§ What needs to be done
Nothing but the lines from the one containing "Query: dirt path" to the end of the data should be returned, each exactly as written.
:: The records
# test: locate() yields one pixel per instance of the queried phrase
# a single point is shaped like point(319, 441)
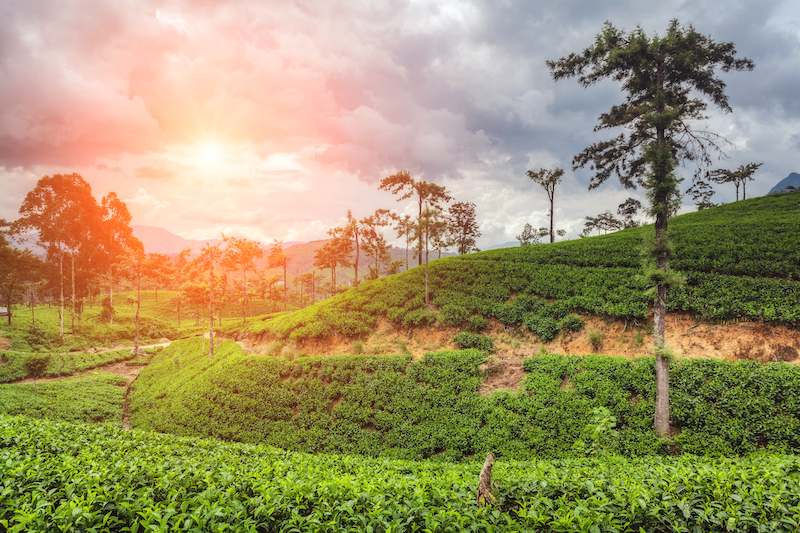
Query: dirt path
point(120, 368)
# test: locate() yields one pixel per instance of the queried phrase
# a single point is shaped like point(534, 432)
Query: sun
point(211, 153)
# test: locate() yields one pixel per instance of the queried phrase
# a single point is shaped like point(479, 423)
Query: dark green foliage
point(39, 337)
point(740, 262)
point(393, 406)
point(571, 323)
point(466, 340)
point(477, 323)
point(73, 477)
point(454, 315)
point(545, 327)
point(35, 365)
::::
§ Exercise result
Query: dirt path
point(120, 368)
# test: locate() yields one pixel per instance of the queried phrase
# a single point is shaped like point(534, 432)
Query: sun
point(211, 153)
# test: locate() yields one pixel per instance of the queried phrase
# a single point is shaped like point(479, 423)
Query: dark green foliage
point(39, 337)
point(740, 262)
point(393, 406)
point(571, 323)
point(466, 340)
point(477, 323)
point(73, 477)
point(454, 315)
point(545, 327)
point(35, 365)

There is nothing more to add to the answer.